## How to complete this task
Every record below must be returned exactly as it was received.

## Referring expression pointing data
━━━━━━━━━━━━━━━━━━━━

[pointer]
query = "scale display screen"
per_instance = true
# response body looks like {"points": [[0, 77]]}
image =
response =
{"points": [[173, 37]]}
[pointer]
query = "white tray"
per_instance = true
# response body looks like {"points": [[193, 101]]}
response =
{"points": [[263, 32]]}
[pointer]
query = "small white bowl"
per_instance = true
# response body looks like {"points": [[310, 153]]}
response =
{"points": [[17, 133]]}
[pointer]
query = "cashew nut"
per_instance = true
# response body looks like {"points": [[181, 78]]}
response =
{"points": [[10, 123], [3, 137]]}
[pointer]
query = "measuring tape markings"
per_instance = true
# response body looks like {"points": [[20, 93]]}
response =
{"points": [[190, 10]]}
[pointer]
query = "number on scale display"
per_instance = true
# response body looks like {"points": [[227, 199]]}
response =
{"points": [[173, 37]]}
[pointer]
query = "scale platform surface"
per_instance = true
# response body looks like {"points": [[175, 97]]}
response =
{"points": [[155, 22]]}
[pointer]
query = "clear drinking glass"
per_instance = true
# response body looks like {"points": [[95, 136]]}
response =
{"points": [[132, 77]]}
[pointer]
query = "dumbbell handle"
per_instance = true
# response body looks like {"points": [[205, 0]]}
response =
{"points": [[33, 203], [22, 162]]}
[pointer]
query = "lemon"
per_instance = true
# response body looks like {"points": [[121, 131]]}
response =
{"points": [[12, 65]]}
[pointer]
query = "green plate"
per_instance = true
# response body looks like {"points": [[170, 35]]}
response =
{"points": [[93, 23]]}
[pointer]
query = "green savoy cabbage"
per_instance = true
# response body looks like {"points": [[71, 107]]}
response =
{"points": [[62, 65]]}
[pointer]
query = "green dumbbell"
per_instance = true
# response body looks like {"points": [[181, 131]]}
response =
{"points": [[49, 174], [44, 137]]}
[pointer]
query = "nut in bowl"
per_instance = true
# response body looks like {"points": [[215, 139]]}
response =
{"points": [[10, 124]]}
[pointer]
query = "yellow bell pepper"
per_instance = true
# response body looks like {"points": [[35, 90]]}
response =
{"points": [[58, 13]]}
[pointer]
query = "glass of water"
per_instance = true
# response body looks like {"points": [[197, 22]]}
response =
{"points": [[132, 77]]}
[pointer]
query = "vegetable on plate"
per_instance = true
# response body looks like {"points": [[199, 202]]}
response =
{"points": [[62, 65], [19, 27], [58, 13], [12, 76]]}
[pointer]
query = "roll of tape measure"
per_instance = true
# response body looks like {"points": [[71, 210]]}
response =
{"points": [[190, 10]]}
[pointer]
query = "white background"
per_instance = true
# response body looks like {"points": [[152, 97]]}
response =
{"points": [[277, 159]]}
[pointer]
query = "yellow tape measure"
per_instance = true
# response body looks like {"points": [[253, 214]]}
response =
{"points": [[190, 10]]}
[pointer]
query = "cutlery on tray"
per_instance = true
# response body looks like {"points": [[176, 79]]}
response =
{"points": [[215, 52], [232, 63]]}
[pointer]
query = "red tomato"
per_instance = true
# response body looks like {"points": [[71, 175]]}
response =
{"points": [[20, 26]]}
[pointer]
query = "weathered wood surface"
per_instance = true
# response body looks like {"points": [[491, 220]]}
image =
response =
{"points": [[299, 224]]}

━━━━━━━━━━━━━━━━━━━━

## Written reply
[pointer]
query = "scale display screen"
per_instance = true
# response body looks like {"points": [[0, 77]]}
image =
response =
{"points": [[173, 37]]}
[pointer]
query = "white tray"
per_instance = true
# response body looks like {"points": [[193, 101]]}
response =
{"points": [[263, 32]]}
[pointer]
query = "small white bowl"
per_instance = true
# response body looks like {"points": [[310, 153]]}
response =
{"points": [[17, 133]]}
[pointer]
query = "cashew nut"
per_instance = true
# response body looks like {"points": [[181, 78]]}
response =
{"points": [[10, 123], [3, 137]]}
[pointer]
query = "measuring tape markings"
per_instance = true
# response body looks like {"points": [[20, 93]]}
response =
{"points": [[190, 10]]}
[pointer]
query = "number on scale display"
per_instance = true
# response body looks like {"points": [[227, 199]]}
response =
{"points": [[173, 37]]}
[pointer]
query = "scale platform surface"
per_instance = true
# response body looks like {"points": [[175, 97]]}
response =
{"points": [[155, 22]]}
[pointer]
query = "clear drinking glass"
per_instance = true
# response body looks like {"points": [[95, 136]]}
response =
{"points": [[132, 77]]}
[pointer]
query = "dumbbell handle"
per_instance = true
# response body looks like {"points": [[205, 0]]}
response =
{"points": [[33, 203], [22, 162]]}
[pointer]
query = "lemon"
per_instance = true
# response body looks like {"points": [[121, 131]]}
response =
{"points": [[12, 65]]}
[pointer]
query = "green plate"
per_instance = true
# response body looks like {"points": [[170, 35]]}
response =
{"points": [[93, 23]]}
[pointer]
query = "green savoy cabbage"
per_instance = true
# response body looks like {"points": [[71, 107]]}
response =
{"points": [[62, 65]]}
[pointer]
query = "green dumbbell"
per_instance = true
# response body looks like {"points": [[181, 131]]}
response =
{"points": [[49, 174], [44, 137]]}
[pointer]
query = "nut in bowl"
per_instance = true
# response body looks like {"points": [[215, 139]]}
response =
{"points": [[10, 124]]}
[pointer]
query = "yellow bell pepper"
per_instance = true
# response body looks like {"points": [[35, 90]]}
response =
{"points": [[58, 13]]}
[pointer]
query = "glass of water"
per_instance = true
# response body looks like {"points": [[197, 22]]}
response =
{"points": [[132, 77]]}
[pointer]
query = "vegetable on plate"
per_instance = true
# response body looks like {"points": [[199, 202]]}
response =
{"points": [[62, 65], [19, 27], [58, 13], [12, 76]]}
[pointer]
query = "roll of tape measure"
per_instance = true
# response body looks like {"points": [[71, 210]]}
response =
{"points": [[190, 10]]}
[pointer]
query = "white background"
per_instance = true
# response body looks like {"points": [[152, 97]]}
response =
{"points": [[277, 159]]}
[pointer]
query = "yellow tape measure"
per_instance = true
# response body looks like {"points": [[253, 214]]}
response =
{"points": [[190, 10]]}
[pointer]
query = "cutlery on tray"
per_instance = true
# response body looks like {"points": [[176, 79]]}
response =
{"points": [[215, 52], [232, 63]]}
[pointer]
query = "red tomato"
per_instance = true
# response body looks like {"points": [[71, 175]]}
response =
{"points": [[20, 26]]}
[pointer]
query = "weathered wood surface"
per_instance = true
# response body looks like {"points": [[491, 220]]}
image =
response =
{"points": [[299, 224]]}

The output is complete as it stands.